• _Yazılı Alıştırma A_: Aşağıdaki listede "In this picture, where can the white painted" içeren satırdan başlayıp "point(1294, 574)" içeren satırda biten bölümü, iki uç satır da dahil, eksiksiz yeniden yazın ve yalnızca bu satırları verin. Cevap olarak verilen nokta koordinatlarındaki her sayıyı 68 artırın; satırlardaki biçim örneklerini değiştirmeyin.

• _Verilen Metin_:
####

Ben, bu toplumda yaşayan bir birey olarak şu an yaşananlara ses çıkarıyorum. Çünkü olanları sorguluyorum; hak ve özgürlüklerime dokunan politikalardan rahatsızım. Ancak bunu karşımdaki başka bir kitleyi ötekileştirmeden yapmaya özen gösteriyorum. Tüm bunları beni anladığına inandığım ve ne şekilde davranırsam davranayım sevildiğimi hissettiğim aile ve/veya arkadaş çevremden güç alarak yapıyorum.
Aynı şekilde küçük kızımın da doğru görmediği şeylere "hayır" diyebilmesini istiyorum.
Eğer amcası onu kucağına alıp öpmek istediğinde bunu doğru hissetmiyorsa "hayır" diyebileceğini ve benim ona "amcandır bir öpüversin ne olacak" demeyeceğimi bilmesini istiyorum.
Koskoca bir arkadaş grubu içersinde oyuncağını kendinden küçük bir çocuğa vermedi diye ayıplayan gözlerle bakan anneler olsa bile benim hakkımda ne düşünürler korkusuyla susmak yerine “evet o senin oyuncağın, verip vermeme kararına sahipsin” diye konuşacağıma emin olmasını istiyorum.

####

• _Verilen Veriler_:
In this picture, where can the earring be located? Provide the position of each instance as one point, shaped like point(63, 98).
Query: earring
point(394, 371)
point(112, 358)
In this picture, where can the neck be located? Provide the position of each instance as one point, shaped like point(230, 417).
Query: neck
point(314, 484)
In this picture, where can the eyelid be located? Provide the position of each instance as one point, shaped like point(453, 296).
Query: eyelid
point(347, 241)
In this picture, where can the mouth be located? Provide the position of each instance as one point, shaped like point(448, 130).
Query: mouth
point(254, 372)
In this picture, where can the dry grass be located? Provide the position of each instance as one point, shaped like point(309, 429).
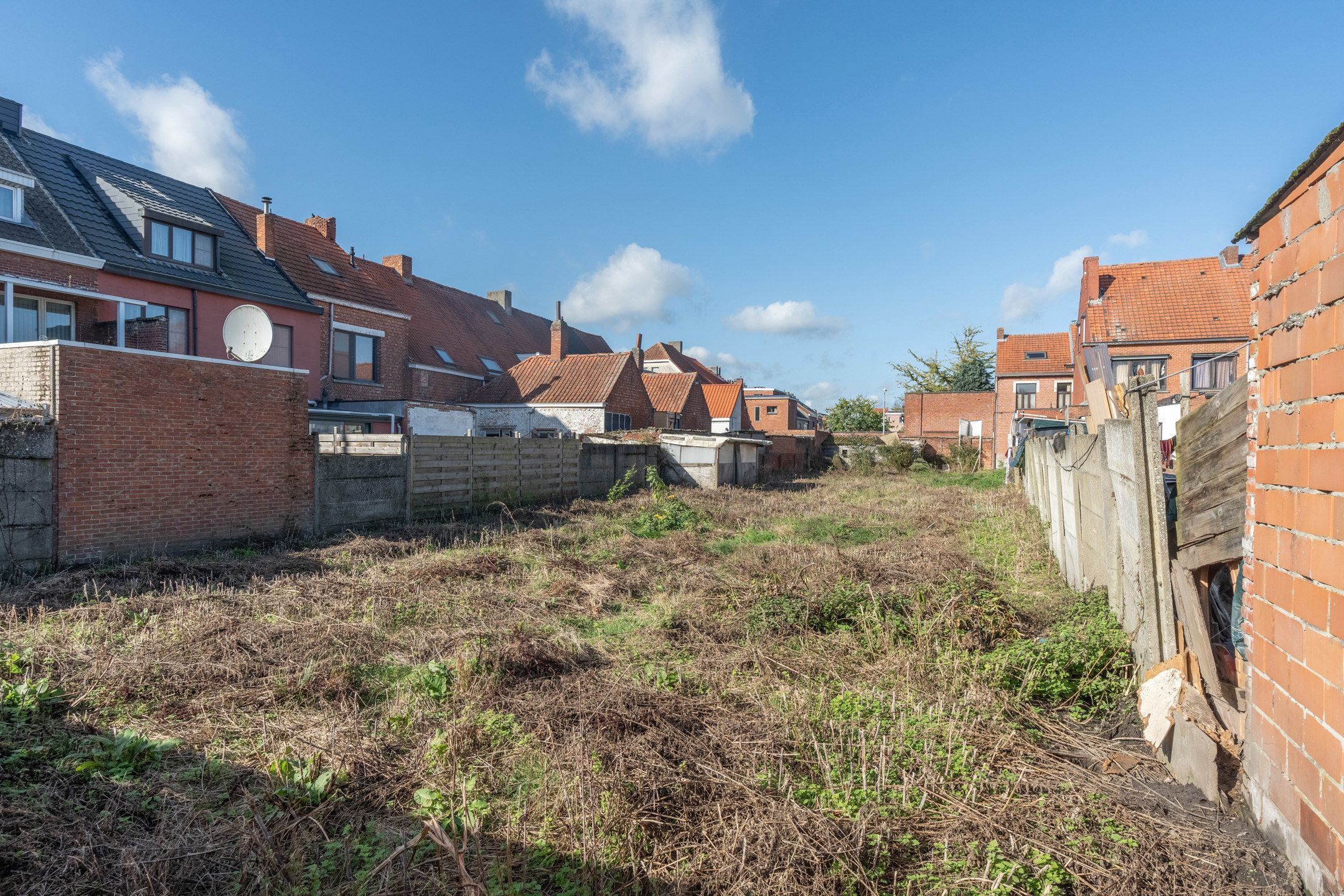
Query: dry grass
point(799, 698)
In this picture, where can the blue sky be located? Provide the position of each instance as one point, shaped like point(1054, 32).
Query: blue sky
point(703, 170)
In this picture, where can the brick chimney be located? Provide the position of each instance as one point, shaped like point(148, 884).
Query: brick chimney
point(400, 264)
point(324, 226)
point(558, 337)
point(1092, 278)
point(266, 230)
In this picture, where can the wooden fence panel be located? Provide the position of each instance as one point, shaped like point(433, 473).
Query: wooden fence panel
point(1211, 449)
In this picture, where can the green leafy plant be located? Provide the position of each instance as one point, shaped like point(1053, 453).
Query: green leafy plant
point(123, 755)
point(1083, 663)
point(301, 780)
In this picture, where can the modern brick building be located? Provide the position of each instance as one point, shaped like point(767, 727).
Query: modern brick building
point(1034, 376)
point(936, 417)
point(1294, 572)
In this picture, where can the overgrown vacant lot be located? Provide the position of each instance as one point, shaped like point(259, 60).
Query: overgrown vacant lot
point(854, 684)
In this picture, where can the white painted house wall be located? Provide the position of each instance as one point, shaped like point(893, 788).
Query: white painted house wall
point(568, 419)
point(437, 421)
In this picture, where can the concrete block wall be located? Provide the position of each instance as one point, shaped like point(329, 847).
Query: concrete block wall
point(1294, 574)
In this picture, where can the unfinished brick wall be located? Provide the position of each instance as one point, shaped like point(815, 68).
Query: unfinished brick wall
point(1295, 531)
point(934, 417)
point(171, 453)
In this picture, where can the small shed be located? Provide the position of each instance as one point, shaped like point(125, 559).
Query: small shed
point(713, 461)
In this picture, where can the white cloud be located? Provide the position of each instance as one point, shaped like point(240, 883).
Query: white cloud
point(1022, 301)
point(635, 285)
point(1134, 240)
point(822, 395)
point(785, 317)
point(664, 78)
point(190, 136)
point(37, 123)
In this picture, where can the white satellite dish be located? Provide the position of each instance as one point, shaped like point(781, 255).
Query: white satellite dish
point(248, 334)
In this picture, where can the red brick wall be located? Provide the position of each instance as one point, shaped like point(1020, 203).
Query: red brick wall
point(171, 453)
point(393, 374)
point(934, 416)
point(629, 396)
point(784, 419)
point(1295, 569)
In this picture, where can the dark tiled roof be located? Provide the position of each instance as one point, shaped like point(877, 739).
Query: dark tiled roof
point(576, 379)
point(298, 245)
point(42, 225)
point(105, 199)
point(683, 362)
point(1171, 301)
point(670, 393)
point(722, 398)
point(1012, 353)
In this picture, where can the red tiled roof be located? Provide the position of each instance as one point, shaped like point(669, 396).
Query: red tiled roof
point(670, 391)
point(296, 245)
point(1012, 353)
point(459, 323)
point(683, 362)
point(1171, 301)
point(576, 379)
point(722, 398)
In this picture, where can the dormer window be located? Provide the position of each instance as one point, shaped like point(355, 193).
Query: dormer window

####

• _Yazılı Alıştırma B_: Verilen metinde tırnak içinde geçen bütün ifadeleri sıralayın; birden fazla geçen bir ifadeyi yalnızca bir kez yazın.

• _Doğru Yanıt A_:
In this picture, where can the white painted house wall be located? Provide the position of each instance as one point, shaped like point(893, 788).
Query: white painted house wall
point(636, 487)
point(505, 489)
In this picture, where can the concrete block wall be located? Provide the position of each instance as one point, shaped like point(329, 847).
Query: concrete block wall
point(1362, 642)

• _Doğru Yanıt B_:
- "hayır"
- "amcandır bir öpüversin ne olacak"
- "evet o senin oyuncağın, verip vermeme kararına sahipsin"